SUPPLIED RECORDS →
## Begin

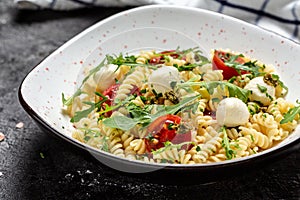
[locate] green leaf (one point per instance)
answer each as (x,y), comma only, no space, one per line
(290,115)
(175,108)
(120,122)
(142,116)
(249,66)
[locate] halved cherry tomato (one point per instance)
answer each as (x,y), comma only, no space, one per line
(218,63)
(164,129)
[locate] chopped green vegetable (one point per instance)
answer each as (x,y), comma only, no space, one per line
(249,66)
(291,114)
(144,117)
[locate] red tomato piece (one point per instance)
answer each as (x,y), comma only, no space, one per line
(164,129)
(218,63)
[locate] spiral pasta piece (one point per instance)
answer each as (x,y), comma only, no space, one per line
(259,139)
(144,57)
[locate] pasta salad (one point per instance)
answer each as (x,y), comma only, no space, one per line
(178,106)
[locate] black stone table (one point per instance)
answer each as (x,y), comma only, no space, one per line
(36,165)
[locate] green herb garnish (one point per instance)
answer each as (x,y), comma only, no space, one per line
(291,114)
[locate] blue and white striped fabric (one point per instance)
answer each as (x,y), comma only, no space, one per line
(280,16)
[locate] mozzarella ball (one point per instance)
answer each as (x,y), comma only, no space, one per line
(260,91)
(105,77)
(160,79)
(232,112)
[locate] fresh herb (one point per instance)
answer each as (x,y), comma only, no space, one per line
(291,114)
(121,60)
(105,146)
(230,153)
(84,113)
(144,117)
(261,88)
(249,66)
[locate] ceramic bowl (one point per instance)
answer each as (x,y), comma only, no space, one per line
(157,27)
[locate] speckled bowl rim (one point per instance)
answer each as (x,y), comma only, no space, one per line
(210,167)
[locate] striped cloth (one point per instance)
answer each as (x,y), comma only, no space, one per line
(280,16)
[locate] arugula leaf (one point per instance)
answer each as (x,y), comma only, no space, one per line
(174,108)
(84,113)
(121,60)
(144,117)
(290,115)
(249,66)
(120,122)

## End

AIM OF THE TASK →
Copy the listing word for word, starting at the line that contains "[locate] blue and" and continuing through the listing's final line.

THE SOLUTION →
[locate] blue and white striped fabric (one point per instance)
answer each as (x,y), comma only, no space, one per line
(280,16)
[locate] mozzarella ball (one point per instance)
answer each as (x,y), comma only, no space, one per line
(260,91)
(105,77)
(160,79)
(232,112)
[locate] fresh herb (one point per instance)
answer each as (x,y), comma only, no space, one per line
(291,114)
(121,60)
(105,146)
(230,153)
(84,113)
(144,117)
(261,88)
(249,66)
[locate] ceramic bowl (one point per instance)
answer each as (x,y), comma only, no space, one per line
(157,27)
[locate] speckled bowl rim (one point per instance)
answer each as (x,y), comma only, no space, one per line
(210,167)
[locate] striped cloth (one point per instance)
answer each as (x,y), comma only, no space, one per line
(280,16)
[locate] arugula leaf (one point per instance)
answer each as (x,y), comma only, no space, one per line
(174,108)
(84,113)
(121,60)
(144,117)
(290,115)
(249,66)
(120,122)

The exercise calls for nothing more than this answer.